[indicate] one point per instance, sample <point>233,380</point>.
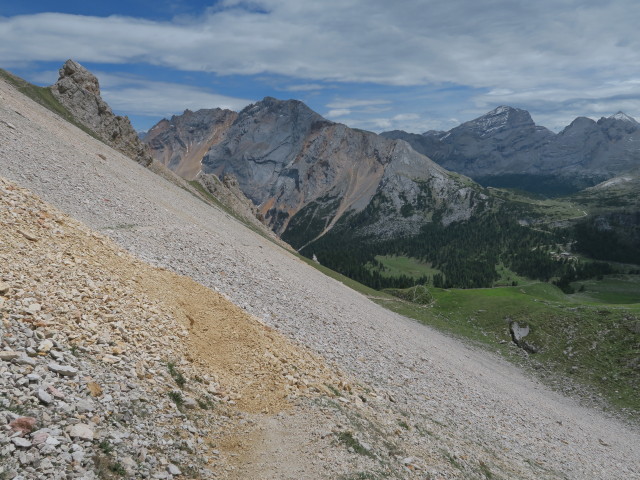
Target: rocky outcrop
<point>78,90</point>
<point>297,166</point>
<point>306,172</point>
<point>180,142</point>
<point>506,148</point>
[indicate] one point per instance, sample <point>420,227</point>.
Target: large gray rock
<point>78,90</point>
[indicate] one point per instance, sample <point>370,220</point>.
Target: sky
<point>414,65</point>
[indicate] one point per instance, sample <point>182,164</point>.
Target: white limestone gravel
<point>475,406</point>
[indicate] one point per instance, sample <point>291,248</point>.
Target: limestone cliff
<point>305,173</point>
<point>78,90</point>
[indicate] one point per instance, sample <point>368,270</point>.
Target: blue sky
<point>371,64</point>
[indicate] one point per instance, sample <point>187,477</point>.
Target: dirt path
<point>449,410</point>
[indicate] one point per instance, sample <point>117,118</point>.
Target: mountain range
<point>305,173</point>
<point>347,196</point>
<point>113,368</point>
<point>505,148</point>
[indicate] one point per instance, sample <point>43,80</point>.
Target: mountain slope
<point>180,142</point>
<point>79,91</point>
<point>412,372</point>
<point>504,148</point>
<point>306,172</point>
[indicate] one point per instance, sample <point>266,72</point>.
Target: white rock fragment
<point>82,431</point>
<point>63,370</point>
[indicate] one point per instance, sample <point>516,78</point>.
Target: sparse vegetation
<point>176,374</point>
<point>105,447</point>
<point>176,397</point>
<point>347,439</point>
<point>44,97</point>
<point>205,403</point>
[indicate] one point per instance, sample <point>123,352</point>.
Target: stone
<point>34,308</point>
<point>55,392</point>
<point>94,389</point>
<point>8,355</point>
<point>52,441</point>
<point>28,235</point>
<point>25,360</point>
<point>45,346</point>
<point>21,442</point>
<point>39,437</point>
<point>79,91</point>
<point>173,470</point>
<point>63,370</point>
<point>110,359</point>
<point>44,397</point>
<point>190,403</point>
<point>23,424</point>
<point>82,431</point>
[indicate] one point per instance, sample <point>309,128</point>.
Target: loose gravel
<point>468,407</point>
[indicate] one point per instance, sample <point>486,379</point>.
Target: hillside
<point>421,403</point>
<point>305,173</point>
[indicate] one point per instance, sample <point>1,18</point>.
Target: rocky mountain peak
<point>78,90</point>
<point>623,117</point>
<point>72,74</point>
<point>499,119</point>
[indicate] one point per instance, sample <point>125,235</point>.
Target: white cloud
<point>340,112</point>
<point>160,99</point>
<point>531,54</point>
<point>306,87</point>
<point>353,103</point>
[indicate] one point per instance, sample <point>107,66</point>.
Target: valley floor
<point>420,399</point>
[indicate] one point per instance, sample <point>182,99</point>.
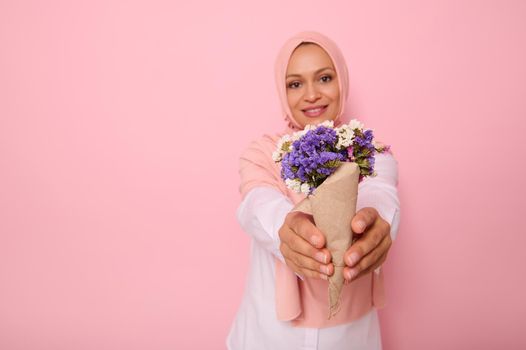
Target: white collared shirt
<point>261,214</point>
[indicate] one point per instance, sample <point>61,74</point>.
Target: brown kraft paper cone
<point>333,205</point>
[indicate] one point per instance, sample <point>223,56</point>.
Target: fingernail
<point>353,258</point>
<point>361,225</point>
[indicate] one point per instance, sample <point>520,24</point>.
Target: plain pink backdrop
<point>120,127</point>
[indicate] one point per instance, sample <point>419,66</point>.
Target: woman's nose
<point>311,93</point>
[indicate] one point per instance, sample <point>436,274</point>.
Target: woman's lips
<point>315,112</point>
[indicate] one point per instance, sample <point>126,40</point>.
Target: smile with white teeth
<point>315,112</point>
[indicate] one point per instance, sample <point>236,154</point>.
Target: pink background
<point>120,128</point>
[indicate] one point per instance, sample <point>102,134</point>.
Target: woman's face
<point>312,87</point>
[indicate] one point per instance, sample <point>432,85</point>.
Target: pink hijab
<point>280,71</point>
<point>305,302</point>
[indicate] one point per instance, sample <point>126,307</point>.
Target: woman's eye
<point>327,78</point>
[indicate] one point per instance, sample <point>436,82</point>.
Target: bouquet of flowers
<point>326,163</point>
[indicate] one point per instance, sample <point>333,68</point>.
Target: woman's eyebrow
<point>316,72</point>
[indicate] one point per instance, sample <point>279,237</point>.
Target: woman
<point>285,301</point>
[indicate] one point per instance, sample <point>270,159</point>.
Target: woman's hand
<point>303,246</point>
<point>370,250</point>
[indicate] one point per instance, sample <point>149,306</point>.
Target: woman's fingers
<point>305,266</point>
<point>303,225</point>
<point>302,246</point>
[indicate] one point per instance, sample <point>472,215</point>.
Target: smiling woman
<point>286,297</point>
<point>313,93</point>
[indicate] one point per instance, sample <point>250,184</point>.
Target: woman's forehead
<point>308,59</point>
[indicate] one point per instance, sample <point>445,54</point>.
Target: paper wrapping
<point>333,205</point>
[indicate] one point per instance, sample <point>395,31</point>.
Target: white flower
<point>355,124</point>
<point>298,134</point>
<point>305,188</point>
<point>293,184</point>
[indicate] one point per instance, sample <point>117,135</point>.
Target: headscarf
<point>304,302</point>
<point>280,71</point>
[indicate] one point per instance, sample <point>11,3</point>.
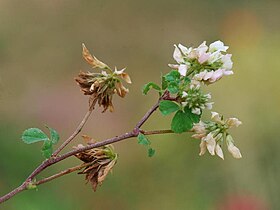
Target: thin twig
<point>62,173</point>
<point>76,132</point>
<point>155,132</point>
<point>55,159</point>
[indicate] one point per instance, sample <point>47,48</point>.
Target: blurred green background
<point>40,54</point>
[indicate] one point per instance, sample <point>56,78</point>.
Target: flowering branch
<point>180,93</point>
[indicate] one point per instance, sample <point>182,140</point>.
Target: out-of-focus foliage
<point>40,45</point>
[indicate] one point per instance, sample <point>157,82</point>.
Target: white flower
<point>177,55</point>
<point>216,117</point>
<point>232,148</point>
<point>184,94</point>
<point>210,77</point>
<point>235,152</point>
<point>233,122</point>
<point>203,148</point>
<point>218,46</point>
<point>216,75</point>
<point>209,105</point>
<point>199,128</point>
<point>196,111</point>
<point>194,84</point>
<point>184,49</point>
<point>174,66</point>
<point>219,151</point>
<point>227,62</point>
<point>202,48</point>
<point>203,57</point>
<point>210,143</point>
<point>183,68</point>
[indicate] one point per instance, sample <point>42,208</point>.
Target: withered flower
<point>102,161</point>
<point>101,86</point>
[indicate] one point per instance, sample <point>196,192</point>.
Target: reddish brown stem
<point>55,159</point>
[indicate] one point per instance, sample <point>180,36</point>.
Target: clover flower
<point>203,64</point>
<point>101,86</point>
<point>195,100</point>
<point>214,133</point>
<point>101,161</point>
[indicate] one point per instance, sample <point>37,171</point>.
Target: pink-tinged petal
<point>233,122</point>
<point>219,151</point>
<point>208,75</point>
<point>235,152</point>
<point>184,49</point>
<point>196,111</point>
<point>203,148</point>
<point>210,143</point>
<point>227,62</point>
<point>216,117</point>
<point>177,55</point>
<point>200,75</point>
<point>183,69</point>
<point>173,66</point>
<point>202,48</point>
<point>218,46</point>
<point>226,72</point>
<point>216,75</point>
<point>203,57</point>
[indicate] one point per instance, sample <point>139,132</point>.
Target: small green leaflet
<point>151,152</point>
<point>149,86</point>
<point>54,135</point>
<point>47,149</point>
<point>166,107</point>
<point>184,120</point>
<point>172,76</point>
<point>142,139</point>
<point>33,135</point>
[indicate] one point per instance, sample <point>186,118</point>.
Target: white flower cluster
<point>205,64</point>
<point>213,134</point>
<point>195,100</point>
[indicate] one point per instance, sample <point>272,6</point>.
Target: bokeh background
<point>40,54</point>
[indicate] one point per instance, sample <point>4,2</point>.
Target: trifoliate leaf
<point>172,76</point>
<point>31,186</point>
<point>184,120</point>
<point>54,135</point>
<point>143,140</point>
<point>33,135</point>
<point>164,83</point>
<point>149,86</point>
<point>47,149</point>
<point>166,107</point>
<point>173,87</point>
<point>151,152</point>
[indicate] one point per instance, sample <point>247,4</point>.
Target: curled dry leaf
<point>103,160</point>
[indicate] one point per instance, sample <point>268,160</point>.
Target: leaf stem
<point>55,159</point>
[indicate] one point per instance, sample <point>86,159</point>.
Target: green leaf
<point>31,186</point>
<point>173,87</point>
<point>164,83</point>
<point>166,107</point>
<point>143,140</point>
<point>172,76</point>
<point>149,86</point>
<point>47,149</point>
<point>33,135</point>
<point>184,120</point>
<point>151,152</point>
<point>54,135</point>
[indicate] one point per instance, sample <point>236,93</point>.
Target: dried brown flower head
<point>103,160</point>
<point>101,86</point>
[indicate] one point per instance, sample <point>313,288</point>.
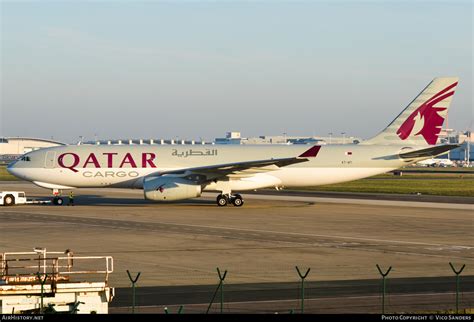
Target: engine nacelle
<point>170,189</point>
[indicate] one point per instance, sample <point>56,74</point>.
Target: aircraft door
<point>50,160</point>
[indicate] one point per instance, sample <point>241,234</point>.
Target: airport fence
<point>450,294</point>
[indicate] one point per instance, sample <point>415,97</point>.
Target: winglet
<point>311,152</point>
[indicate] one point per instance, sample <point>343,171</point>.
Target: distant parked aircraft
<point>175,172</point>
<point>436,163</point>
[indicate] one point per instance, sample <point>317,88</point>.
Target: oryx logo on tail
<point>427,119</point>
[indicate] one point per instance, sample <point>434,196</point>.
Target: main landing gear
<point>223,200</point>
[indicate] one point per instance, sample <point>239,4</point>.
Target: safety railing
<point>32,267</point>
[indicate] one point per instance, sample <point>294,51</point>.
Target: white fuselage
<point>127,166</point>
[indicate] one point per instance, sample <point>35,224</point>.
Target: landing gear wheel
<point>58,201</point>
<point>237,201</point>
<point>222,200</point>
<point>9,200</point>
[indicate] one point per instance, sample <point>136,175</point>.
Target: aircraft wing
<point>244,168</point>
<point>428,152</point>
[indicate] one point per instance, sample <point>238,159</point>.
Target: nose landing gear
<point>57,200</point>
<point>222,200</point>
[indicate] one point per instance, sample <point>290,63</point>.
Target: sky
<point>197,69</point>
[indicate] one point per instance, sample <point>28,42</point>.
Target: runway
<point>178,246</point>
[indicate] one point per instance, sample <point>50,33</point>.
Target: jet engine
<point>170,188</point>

· · ·

» Exercise instructions
Copy verbatim every line from the one holding "[indicate] one point per instance, sample <point>395,31</point>." through the one holding "<point>293,184</point>", both lines included.

» The completed task
[indicate] one point per instance, sample <point>395,31</point>.
Target: white flower
<point>355,124</point>
<point>298,134</point>
<point>305,188</point>
<point>293,184</point>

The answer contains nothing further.